====== PROVIDED PASSAGE

Coupling between the Cortex and Nucleus-Supplying of GSH to the Lens Nucleus
A metabolic requirement of the core that both groups agree on is the need to maintain the reduced levels of glutathione (GSH) to prevent protein cross-linking. 13 The replenishment of GSH from GSSG is mediated by the enzyme glutathione reductase and requires NADPH, which is in turn produced via the hexokinase shunt pathway. 14 Our colleagues believe that GSH generated in the cortex diffuses into the lens nucleus via an intercellular pathway into the lens nucleus. This argument is based on a report that a 30-minute incubation of an isolated monkey lens in 35S-cysteine (not glutathione, per se) resulted in more label being detectable in the equatorial region than at either pole. 15 Once again, the movement of such an externally added tracer into the lens is dictated mainly by its concentration gradient and would be essentially unaffected by the lens circulation. Moreover, it is not possible to deduce from this single measurement whether the amino acid in fact initially enters the lens at the equator or is taken up in other regions and is then redistributed to this most metabolically active region of the lens. Furthermore, in their critique of the model, our colleagues suggest that outwardly directed fluid flows generated by the circulation system would be deleterious to lens health by impeding the intracellular diffusion of GSH into the lens core. Contrary to this view, the circulation system would instead aid the diffusion of oxidized glutathione (GSSG) from the nucleus to the lens cortex, where our colleagues propose that glutathione reductase regenerates GSH from the GSSG that originated in the lens nucleus. Unfortunately, we do not even know whether GSH or GSSG is permeable to the lens gap junctions. 
Our alternative view is that the circulation system convects glucose deep into the lens, allowing regeneration of GSH to occur locally in the nucleus. Although this view should be tested experimentally, the debate about how reduced levels of GSH are maintained in the lens nucleus is particularly pertinent to the initiation of age-related nuclear (ARN) cataract. In ARN cataract, the levels of GSH are abruptly reduced in the nucleus relative to the cortex, rendering the center of the lens susceptible to oxidative damage and protein aggregation. 16 Since the levels of GSH and the activities of its associated enzymes have been shown to decline progressively as a function of age, it has been assumed that ARN cataract is the result of a failure of enzymatic activity. 17 However, although the specific activities of enzymes are reduced with increasing age, these reductions have been deemed to be insufficient to account for the decrease in GSH levels observed in the nucleus and do not explain the abrupt decline in GSH levels in ARN cataract. 17  
To explain this observed decrease in GSH nuclear levels, Sweeney and Truscott 18 have proposed that, with advancing age, a barrier develops that restricts the gap junction–mediated diffusion of GSH from the cortex into the lens nucleus. However, if we assume that the regeneration of GSH can occur locally in the nucleus, then a failure to maintain an appropriate reducing environment in this region of the lens would also produce the abrupt decrease in nuclear GSH levels relative to the cortex. Thus, rather than the age-dependent formation of a barrier to the diffusion of GSH from the cortex to the nucleus, an alternative explanation for the decline in nuclear GSH levels in ARN cataract would be a failure of the circulation system to deliver sufficient glucose specifically to the nucleus, reducing glucose metabolism and the production of NADPH required for GSH regeneration. Regardless of the mechanism, it appears that ARN cataract is a transport problem, a realization that highlights the importance of having a clear understanding of overall lens physiology.

============
====== DATA EXTRACT

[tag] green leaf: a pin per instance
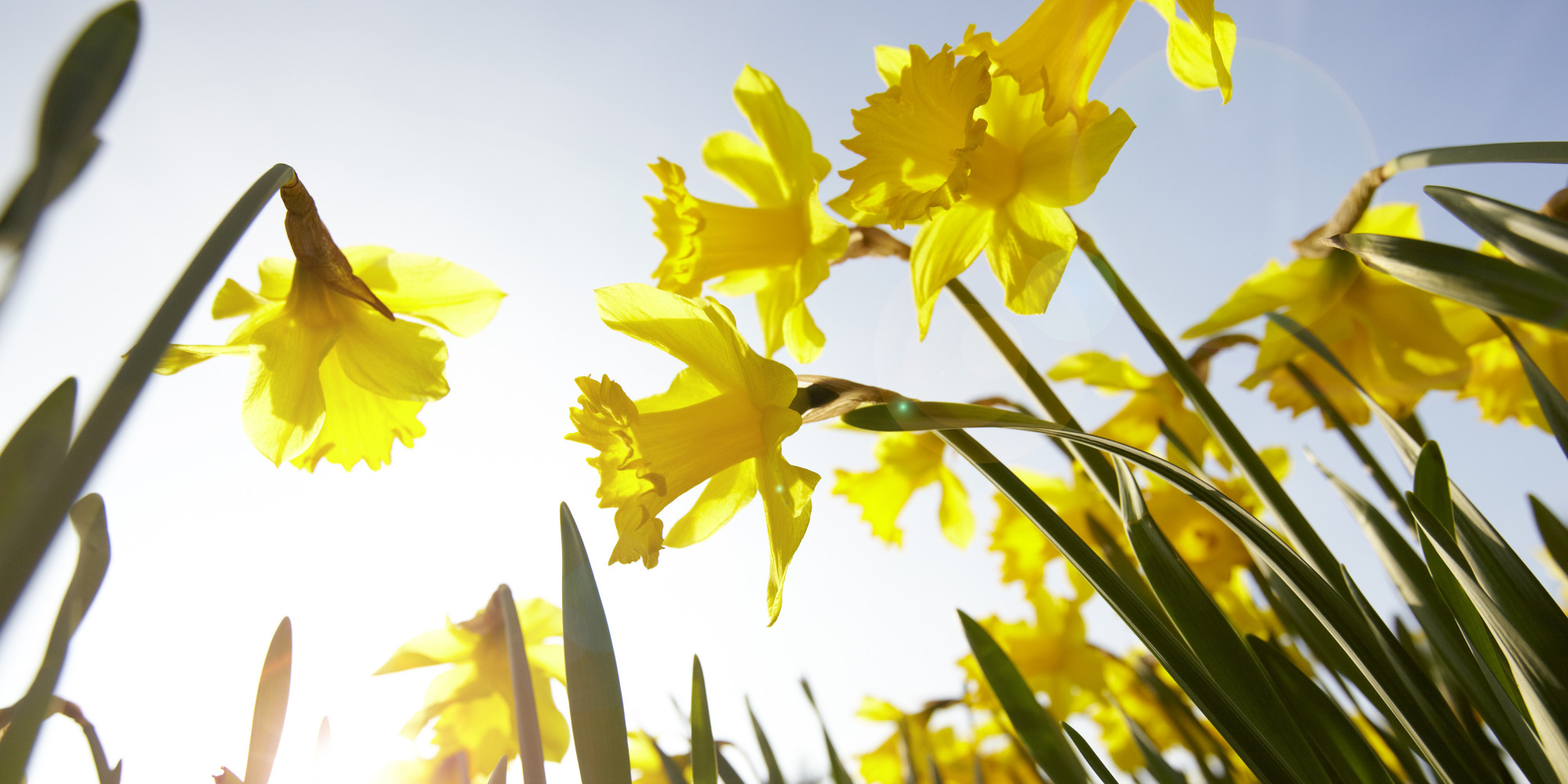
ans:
(272, 703)
(705, 763)
(1553, 534)
(78, 98)
(1525, 238)
(1040, 733)
(1504, 153)
(775, 775)
(1089, 755)
(16, 744)
(1552, 399)
(1332, 731)
(45, 518)
(593, 689)
(1412, 697)
(1211, 636)
(1483, 281)
(837, 769)
(531, 753)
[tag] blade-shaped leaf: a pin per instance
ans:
(593, 689)
(705, 758)
(1040, 733)
(1525, 238)
(1467, 277)
(531, 753)
(1337, 738)
(48, 514)
(16, 744)
(775, 774)
(837, 769)
(1089, 755)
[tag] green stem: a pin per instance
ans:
(1219, 423)
(1338, 423)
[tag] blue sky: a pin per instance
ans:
(514, 139)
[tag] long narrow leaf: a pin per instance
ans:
(1525, 238)
(16, 744)
(837, 769)
(593, 689)
(705, 757)
(1040, 733)
(48, 514)
(526, 714)
(1483, 281)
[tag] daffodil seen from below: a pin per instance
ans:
(335, 374)
(722, 423)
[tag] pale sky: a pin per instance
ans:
(514, 139)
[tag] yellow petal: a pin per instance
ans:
(945, 249)
(786, 501)
(437, 291)
(959, 523)
(396, 360)
(285, 405)
(360, 424)
(1029, 252)
(782, 132)
(1058, 49)
(916, 139)
(725, 495)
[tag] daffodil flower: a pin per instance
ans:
(335, 374)
(1155, 401)
(1390, 336)
(779, 250)
(1061, 46)
(473, 703)
(982, 165)
(722, 423)
(907, 462)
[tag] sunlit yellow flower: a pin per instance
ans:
(1061, 46)
(333, 372)
(1497, 379)
(907, 462)
(1142, 706)
(473, 703)
(720, 421)
(984, 165)
(1388, 335)
(779, 250)
(1155, 401)
(1025, 550)
(1051, 653)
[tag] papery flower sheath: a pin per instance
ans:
(335, 374)
(473, 703)
(982, 165)
(1390, 336)
(722, 423)
(779, 250)
(907, 462)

============

* TO DO
(1) Using the passage on lens glutathione, decide whether each statement agrees with it. Answer yes or no for each and quote the deciding words. (a) Regenerating GSH from GSSG requires NADPH. (b) The isolated monkey lens was incubated in labeled glutathione. (c) It is known that GSH can pass through the lens gap junctions.
(2) According to the passage on lens glutathione, who proposed that a barrier forms with age and restricts GSH diffusion from the cortex into the lens nucleus?

* EXPECTED OUTPUTS
(1)
(a) Yes: "The replenishment of GSH from GSSG is mediated by the enzyme glutathione reductase and requires NADPH"
(b) No: "35S-cysteine (not glutathione, per se)"
(c) No: "we do not even know whether GSH or GSSG is permeable to the lens gap junctions"

(2) Sweeney and Truscott